* _Short problem a_
In the entries, rewrite the stretch from the line containing "Please put a marker on the plated" through the last entry, replacing "plated dish" with "served dish" and leaving everything else unchanged.

News flash: Japan is expensive, y’all. While a few of our ship friends stayed in guest houses around the country (marginally cheaper), we didn’t decide to go to Kyoto until a couple days before we docked and, by then, all the prices I found on Hotels.com were exorbitant. So, to save our travel funds, we forked over some more of our coveted Gold Passport points to stay at the Hyatt Regency Kyoto for free. Hmmm…$650 a night or 18,000 points—I think we got the better deal in that equation.

We checked into the hotel, and seeing as the skies were heavy with rain, caught up on all of our Internetting until they cleared. (It was the first time we’d had a speedy connection since leaving the United States in August.) Unfortunately, this wasn’t until 4pm, and being the start of winter, the sun set not long after that.

Still, as soon as the rain stopped coming down, we hit the pavement and took a walk out to Kiyomizu-dera, one of the most well-known temples in Kyoto. Fact: The city has 1,600 temples and 400 shrines, so even if the weather had been in our favor, we wouldn’t have made it to even a fraction of them.

The temple was just about a 20-minute walk from our hotel; however, even while following the map, we found ourselves on a side road surrounding by cemeteries.

* _Data provided_
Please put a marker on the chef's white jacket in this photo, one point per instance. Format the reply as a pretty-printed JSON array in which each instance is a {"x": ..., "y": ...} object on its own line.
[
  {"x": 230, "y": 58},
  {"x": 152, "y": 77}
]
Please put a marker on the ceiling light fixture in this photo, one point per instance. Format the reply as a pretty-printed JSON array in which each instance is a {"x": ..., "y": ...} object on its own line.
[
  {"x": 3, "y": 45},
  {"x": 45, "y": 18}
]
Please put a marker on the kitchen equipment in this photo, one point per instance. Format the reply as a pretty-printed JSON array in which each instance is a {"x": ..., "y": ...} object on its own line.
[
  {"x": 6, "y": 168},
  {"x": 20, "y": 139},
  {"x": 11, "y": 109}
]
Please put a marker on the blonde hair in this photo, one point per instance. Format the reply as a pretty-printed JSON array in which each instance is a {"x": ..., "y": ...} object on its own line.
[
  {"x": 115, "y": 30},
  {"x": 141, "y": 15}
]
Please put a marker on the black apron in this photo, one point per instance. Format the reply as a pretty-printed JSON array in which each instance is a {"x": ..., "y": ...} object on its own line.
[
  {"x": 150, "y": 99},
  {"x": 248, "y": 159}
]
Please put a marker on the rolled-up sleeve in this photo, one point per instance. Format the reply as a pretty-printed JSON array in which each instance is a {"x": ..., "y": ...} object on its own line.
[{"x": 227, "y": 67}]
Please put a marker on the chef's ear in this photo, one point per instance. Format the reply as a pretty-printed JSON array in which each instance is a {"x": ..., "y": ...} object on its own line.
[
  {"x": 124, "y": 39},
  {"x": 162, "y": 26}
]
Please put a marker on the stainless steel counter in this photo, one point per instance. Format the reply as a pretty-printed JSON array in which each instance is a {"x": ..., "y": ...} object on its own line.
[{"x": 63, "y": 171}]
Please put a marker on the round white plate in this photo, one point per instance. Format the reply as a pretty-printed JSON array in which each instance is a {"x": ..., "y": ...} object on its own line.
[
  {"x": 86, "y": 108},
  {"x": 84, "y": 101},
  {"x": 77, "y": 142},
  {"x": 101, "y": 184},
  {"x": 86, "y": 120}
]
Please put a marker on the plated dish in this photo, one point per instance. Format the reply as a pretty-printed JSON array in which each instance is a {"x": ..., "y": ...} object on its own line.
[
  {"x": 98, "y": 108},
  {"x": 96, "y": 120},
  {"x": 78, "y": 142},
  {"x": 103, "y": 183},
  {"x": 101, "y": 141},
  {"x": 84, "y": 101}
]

* _Short problem b_
From the Kyoto travel text, copy the stretch from "We checked into" through "surrounding by cemeteries." word for word.

* _Answer a_
Please put a marker on the served dish in this photo, one point per instance. Format the reply as a pretty-printed JSON array in which each instance is a {"x": ..., "y": ...} object on its own line.
[
  {"x": 98, "y": 108},
  {"x": 96, "y": 120},
  {"x": 78, "y": 142},
  {"x": 103, "y": 183},
  {"x": 101, "y": 141},
  {"x": 84, "y": 101}
]

* _Answer b_
We checked into the hotel, and seeing as the skies were heavy with rain, caught up on all of our Internetting until they cleared. (It was the first time we’d had a speedy connection since leaving the United States in August.) Unfortunately, this wasn’t until 4pm, and being the start of winter, the sun set not long after that.

Still, as soon as the rain stopped coming down, we hit the pavement and took a walk out to Kiyomizu-dera, one of the most well-known temples in Kyoto. Fact: The city has 1,600 temples and 400 shrines, so even if the weather had been in our favor, we wouldn’t have made it to even a fraction of them.

The temple was just about a 20-minute walk from our hotel; however, even while following the map, we found ourselves on a side road surrounding by cemeteries.